━━ Recorded information ━━
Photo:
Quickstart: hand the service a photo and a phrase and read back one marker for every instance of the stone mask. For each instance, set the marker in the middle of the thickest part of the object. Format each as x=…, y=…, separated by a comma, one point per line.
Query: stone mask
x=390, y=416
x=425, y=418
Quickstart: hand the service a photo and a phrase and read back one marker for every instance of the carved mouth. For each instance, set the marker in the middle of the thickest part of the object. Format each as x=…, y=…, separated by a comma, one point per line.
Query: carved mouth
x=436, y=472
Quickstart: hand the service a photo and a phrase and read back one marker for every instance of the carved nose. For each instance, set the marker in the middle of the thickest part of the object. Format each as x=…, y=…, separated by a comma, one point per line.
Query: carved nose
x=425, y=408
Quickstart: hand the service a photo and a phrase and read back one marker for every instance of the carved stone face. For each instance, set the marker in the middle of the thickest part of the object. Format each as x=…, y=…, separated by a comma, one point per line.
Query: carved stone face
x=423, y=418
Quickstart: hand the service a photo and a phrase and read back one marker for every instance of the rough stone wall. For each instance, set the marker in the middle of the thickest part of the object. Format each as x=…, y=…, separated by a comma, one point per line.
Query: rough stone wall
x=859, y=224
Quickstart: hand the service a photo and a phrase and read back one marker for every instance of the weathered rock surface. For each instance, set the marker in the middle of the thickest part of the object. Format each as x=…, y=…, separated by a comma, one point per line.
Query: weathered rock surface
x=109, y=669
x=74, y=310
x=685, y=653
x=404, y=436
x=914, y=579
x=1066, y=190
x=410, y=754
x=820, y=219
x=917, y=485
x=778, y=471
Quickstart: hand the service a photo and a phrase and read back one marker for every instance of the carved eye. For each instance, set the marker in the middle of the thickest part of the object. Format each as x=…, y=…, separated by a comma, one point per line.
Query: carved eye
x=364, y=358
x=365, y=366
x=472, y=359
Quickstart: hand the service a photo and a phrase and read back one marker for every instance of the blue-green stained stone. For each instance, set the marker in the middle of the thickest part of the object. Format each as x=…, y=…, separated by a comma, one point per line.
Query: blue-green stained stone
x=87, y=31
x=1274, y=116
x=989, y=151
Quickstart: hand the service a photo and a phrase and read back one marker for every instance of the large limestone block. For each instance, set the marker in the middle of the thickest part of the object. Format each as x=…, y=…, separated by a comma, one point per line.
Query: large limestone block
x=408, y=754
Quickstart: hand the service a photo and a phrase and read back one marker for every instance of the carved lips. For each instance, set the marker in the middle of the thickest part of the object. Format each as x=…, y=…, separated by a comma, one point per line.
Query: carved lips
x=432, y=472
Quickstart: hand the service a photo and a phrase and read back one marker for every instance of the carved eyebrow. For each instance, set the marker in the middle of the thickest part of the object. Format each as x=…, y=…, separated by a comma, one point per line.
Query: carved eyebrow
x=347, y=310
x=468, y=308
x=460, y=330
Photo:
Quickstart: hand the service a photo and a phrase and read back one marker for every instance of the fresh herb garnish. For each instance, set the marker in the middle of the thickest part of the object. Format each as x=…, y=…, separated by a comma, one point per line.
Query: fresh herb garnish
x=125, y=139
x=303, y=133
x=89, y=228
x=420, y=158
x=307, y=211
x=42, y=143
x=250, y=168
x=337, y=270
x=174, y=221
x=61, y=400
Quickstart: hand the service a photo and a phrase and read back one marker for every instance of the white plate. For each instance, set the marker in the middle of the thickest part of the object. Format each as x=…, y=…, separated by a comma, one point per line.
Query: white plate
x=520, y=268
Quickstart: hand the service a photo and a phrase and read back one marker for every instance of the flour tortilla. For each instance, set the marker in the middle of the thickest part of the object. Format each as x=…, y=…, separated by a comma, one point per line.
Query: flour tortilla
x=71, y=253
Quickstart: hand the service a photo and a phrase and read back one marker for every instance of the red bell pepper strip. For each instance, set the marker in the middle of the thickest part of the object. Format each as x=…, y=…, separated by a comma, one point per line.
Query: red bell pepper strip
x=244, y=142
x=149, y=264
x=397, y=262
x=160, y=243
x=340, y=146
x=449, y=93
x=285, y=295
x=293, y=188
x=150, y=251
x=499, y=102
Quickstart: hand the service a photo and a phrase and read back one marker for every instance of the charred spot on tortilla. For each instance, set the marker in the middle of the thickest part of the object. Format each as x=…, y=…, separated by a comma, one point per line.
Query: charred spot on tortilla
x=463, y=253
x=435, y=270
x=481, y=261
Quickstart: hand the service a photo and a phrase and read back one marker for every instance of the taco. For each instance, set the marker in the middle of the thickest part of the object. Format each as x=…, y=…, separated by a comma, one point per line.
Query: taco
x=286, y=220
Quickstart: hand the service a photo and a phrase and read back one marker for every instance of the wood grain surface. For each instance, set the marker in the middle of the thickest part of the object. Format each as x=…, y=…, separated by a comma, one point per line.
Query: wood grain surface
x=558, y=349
━━━
Exercise prompt: Please output the data from the line containing "of the wood" through the end as a CSV with the columns text and answer, one row per entry. Put the wording and its response each in a single quoted field, with line breaks replaced by spaces.

Full response:
text,answer
"Quickstart: hand the service a photo and a phrase and read back one marker for every instance of the wood grain surface. For each instance, set the marker in the middle of the thickest part of the object. Format each as x=…, y=…, separated by a comma, one point per line. Query: wood grain surface","x=558, y=349"